══ Available records

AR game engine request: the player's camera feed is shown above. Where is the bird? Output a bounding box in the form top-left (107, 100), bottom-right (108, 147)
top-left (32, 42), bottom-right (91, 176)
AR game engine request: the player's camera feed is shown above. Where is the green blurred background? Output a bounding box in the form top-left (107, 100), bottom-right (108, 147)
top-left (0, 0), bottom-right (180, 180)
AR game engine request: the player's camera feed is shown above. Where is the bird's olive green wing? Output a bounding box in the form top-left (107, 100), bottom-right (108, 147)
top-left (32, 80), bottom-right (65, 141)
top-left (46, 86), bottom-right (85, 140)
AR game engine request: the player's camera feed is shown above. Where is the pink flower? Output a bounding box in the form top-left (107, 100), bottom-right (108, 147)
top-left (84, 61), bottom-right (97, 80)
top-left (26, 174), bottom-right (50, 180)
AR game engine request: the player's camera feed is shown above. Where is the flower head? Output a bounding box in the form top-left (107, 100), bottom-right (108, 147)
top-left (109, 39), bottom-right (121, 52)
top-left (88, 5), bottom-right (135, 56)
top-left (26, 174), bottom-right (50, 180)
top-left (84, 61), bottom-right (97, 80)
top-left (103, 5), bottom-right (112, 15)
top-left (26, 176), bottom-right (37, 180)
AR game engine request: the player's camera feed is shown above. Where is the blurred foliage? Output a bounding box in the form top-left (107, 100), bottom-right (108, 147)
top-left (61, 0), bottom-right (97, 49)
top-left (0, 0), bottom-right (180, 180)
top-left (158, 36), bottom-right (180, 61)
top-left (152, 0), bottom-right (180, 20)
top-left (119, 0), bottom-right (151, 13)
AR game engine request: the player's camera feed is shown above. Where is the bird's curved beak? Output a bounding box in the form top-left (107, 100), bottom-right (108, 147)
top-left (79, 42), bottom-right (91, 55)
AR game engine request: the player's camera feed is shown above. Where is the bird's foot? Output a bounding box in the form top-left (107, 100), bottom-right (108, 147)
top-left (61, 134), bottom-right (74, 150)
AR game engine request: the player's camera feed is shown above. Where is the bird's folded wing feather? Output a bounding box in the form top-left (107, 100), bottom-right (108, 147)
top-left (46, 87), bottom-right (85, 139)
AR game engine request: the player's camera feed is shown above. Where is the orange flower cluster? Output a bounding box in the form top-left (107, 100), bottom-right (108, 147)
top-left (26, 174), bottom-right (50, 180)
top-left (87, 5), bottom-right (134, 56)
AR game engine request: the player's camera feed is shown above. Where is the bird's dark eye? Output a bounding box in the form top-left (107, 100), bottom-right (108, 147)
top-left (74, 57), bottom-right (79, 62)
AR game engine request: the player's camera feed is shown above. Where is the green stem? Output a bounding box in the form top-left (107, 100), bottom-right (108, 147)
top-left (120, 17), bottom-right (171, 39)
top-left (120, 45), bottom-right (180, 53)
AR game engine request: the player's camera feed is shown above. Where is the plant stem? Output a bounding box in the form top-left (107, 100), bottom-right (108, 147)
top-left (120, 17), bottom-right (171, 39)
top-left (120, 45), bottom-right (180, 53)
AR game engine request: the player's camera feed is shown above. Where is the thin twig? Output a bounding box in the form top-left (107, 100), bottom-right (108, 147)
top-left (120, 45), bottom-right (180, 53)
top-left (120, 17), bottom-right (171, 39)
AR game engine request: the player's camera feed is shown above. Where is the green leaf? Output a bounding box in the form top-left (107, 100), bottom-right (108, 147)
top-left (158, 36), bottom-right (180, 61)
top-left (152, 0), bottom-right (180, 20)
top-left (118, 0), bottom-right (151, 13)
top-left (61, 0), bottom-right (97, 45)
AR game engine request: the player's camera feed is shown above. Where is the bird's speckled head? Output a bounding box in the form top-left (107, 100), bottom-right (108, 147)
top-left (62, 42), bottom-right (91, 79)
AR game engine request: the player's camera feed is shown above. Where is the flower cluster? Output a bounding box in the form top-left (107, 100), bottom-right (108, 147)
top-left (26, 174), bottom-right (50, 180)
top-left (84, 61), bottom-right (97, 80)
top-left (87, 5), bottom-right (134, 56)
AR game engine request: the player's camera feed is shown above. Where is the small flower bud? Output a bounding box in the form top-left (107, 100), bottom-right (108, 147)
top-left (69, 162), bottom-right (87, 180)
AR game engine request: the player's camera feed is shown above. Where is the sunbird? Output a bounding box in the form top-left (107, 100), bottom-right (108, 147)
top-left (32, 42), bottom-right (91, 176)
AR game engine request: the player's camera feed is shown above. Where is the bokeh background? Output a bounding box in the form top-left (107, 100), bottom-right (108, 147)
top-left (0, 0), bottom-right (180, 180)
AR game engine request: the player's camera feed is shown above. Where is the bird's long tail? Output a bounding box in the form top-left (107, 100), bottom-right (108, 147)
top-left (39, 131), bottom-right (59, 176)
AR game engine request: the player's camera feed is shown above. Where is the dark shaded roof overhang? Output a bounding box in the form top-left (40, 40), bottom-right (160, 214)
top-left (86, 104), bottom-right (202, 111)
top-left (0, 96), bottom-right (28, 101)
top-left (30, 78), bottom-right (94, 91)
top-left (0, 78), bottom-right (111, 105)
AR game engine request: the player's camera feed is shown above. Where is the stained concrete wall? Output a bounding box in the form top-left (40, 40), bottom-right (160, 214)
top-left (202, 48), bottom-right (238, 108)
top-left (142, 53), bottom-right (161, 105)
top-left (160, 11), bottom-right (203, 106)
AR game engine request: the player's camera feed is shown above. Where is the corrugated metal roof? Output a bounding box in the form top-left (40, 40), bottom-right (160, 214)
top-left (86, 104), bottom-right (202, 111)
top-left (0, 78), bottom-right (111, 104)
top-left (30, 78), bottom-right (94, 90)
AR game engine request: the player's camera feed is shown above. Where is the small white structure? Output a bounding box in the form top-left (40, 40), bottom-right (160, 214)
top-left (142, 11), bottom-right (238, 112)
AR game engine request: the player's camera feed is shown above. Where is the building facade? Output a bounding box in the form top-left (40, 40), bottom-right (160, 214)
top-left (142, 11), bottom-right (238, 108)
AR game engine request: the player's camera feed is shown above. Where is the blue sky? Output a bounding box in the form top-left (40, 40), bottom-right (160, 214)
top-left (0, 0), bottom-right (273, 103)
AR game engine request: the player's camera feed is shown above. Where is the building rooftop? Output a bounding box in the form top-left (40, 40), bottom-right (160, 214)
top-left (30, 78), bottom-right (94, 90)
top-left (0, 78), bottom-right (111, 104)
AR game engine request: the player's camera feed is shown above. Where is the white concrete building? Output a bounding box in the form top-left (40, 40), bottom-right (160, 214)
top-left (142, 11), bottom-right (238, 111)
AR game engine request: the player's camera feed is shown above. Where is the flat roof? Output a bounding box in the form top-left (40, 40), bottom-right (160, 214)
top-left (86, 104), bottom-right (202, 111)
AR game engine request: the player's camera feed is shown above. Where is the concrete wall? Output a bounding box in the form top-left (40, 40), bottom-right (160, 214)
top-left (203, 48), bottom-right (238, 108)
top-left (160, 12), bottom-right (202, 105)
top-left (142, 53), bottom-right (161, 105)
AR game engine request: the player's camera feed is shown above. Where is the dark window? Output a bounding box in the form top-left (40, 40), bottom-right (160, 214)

════

### Task objective
Please update the material above by replacing every instance of "camera feed" with "video stream" and changing nothing else.

### Response
AR game engine request: the player's video stream is shown above. Where is the bird? Output a bounding box in the form top-left (107, 100), bottom-right (108, 147)
top-left (32, 42), bottom-right (91, 176)
AR game engine request: the player's video stream is shown above. Where is the green blurred background? Output a bounding box in the form top-left (107, 100), bottom-right (108, 147)
top-left (0, 0), bottom-right (180, 180)
AR game engine request: the player's video stream is shown above. Where is the bird's olive green wing? Output a bounding box in the form top-left (107, 100), bottom-right (108, 147)
top-left (32, 80), bottom-right (65, 141)
top-left (46, 86), bottom-right (85, 140)
AR game engine request: the player's video stream is shown above. Where is the pink flower? Output a bounding box in the form top-left (107, 100), bottom-right (108, 147)
top-left (84, 61), bottom-right (97, 80)
top-left (26, 174), bottom-right (50, 180)
AR game engine request: the player's video stream is shown above. Where is the flower head? Output a bounding box in the form top-left (107, 100), bottom-right (108, 147)
top-left (109, 39), bottom-right (121, 52)
top-left (88, 5), bottom-right (135, 56)
top-left (26, 174), bottom-right (50, 180)
top-left (84, 61), bottom-right (97, 80)
top-left (103, 5), bottom-right (112, 15)
top-left (26, 176), bottom-right (37, 180)
AR game engine request: the player's video stream is shown above. Where is the blurred foliage? Output a bounding box in the form top-left (107, 100), bottom-right (108, 147)
top-left (61, 0), bottom-right (97, 49)
top-left (0, 0), bottom-right (180, 180)
top-left (158, 36), bottom-right (180, 61)
top-left (152, 0), bottom-right (180, 20)
top-left (119, 0), bottom-right (151, 13)
AR game engine request: the player's video stream is shown above. Where is the bird's curved beak? Output a bounding box in the form top-left (107, 100), bottom-right (108, 147)
top-left (79, 42), bottom-right (91, 55)
AR game engine request: the player's video stream is shown above. Where is the bird's foot? Output a bounding box in the form top-left (107, 100), bottom-right (108, 147)
top-left (61, 134), bottom-right (74, 150)
AR game engine request: the player's video stream is shown above. Where is the bird's folded wing feather? Output a bounding box in the form top-left (107, 100), bottom-right (108, 147)
top-left (46, 87), bottom-right (85, 139)
AR game engine request: the player's video stream is shown above. Where is the orange flower cluster? Output a bounding box in the form top-left (107, 100), bottom-right (108, 147)
top-left (26, 174), bottom-right (50, 180)
top-left (87, 5), bottom-right (134, 56)
AR game engine request: the player's video stream is shown above. Where is the bird's dark eye? Output a bounding box in the form top-left (107, 100), bottom-right (108, 147)
top-left (74, 57), bottom-right (79, 62)
AR game engine request: the player's video stream is shown above. Where is the green stem? Output a bounding box in the form top-left (107, 100), bottom-right (108, 147)
top-left (120, 17), bottom-right (171, 39)
top-left (120, 45), bottom-right (180, 53)
AR game engine request: the player's video stream is shown above. Where is the plant stem? Output a bounding box in the form top-left (107, 100), bottom-right (108, 147)
top-left (120, 17), bottom-right (171, 39)
top-left (120, 45), bottom-right (180, 53)
AR game engine request: the player's video stream is shown above. Where is the thin twig? Output a bounding box in the form top-left (107, 100), bottom-right (108, 147)
top-left (120, 45), bottom-right (180, 53)
top-left (120, 17), bottom-right (171, 39)
AR game engine request: the player's video stream is shown above. Where is the green leaf? Output a bounding box in the form top-left (107, 100), bottom-right (108, 147)
top-left (158, 36), bottom-right (180, 61)
top-left (152, 0), bottom-right (180, 20)
top-left (118, 0), bottom-right (151, 13)
top-left (61, 0), bottom-right (97, 45)
AR game engine request: the player's video stream is shown above. Where is the bird's speckled head? Output a bounding box in the form top-left (107, 100), bottom-right (108, 147)
top-left (62, 42), bottom-right (91, 79)
AR game engine request: the player's video stream is shown above. Where is the flower cluster? Output a bounding box in the form top-left (107, 100), bottom-right (108, 147)
top-left (26, 174), bottom-right (50, 180)
top-left (84, 61), bottom-right (97, 80)
top-left (87, 5), bottom-right (134, 56)
AR game engine request: the player's video stream is shown above. Where is the small flower bud? Output a bounding box in the form top-left (107, 100), bottom-right (108, 147)
top-left (69, 162), bottom-right (87, 180)
AR game engine request: the player's video stream is shown above. Where is the sunbird? Output a bounding box in the form top-left (107, 100), bottom-right (108, 147)
top-left (32, 42), bottom-right (91, 176)
AR game engine request: the player's video stream is shown above. Where is the bokeh background? Output a bounding box in the form top-left (107, 100), bottom-right (108, 147)
top-left (0, 0), bottom-right (180, 180)
AR game engine request: the player's video stream is shown above. Where is the bird's long tail? Output a bounding box in the form top-left (107, 100), bottom-right (108, 147)
top-left (39, 131), bottom-right (59, 176)
AR game engine request: the player's video stream is shown above. Where is the dark shaded roof overhang? Output a bounding box in the form top-left (40, 40), bottom-right (160, 214)
top-left (86, 104), bottom-right (202, 111)
top-left (0, 96), bottom-right (28, 101)
top-left (30, 78), bottom-right (94, 91)
top-left (0, 78), bottom-right (111, 105)
AR game engine request: the player's video stream is shown above. Where is the stained concrete wall? Output a bounding box in the form top-left (40, 40), bottom-right (160, 214)
top-left (202, 48), bottom-right (238, 108)
top-left (142, 53), bottom-right (161, 105)
top-left (160, 11), bottom-right (203, 106)
AR game engine request: the player's video stream is shown above. Where is the corrugated metal roof? Output a bounding box in the form top-left (40, 40), bottom-right (160, 214)
top-left (86, 104), bottom-right (202, 111)
top-left (0, 78), bottom-right (111, 104)
top-left (30, 78), bottom-right (94, 90)
AR game engine request: the player's video stream is shown above. Where is the small white structure? Output a bounding box in the form top-left (40, 40), bottom-right (160, 214)
top-left (142, 11), bottom-right (238, 112)
AR game engine request: the player's video stream is shown above. Where is the building facade? Output a bounding box in the form top-left (40, 40), bottom-right (160, 214)
top-left (142, 11), bottom-right (238, 108)
AR game engine request: the player's video stream is shown above. Where is the blue sky? Output a bounding box in the form top-left (40, 40), bottom-right (160, 214)
top-left (0, 0), bottom-right (273, 103)
AR game engine request: the player's video stream is shown above. Where is the building rooftop? Output a bounding box in the form top-left (40, 40), bottom-right (160, 214)
top-left (30, 78), bottom-right (94, 90)
top-left (0, 78), bottom-right (111, 104)
AR game engine request: the player's video stream is shown above. Where is the white concrete building? Output a bounding box in the form top-left (40, 40), bottom-right (160, 214)
top-left (142, 11), bottom-right (238, 111)
AR game engine request: the player's video stream is shown above. Where is the flat roof? Output a bounding box in the form top-left (40, 40), bottom-right (160, 214)
top-left (86, 104), bottom-right (202, 111)
AR game engine request: the player's video stream is shown above. Where is the concrete wall? Output a bounding box in the form top-left (40, 40), bottom-right (160, 214)
top-left (203, 48), bottom-right (238, 108)
top-left (160, 12), bottom-right (202, 105)
top-left (142, 53), bottom-right (161, 105)
AR game engine request: the player's video stream is shown above. Where is the dark window? Output a bounding box in the form top-left (40, 40), bottom-right (160, 214)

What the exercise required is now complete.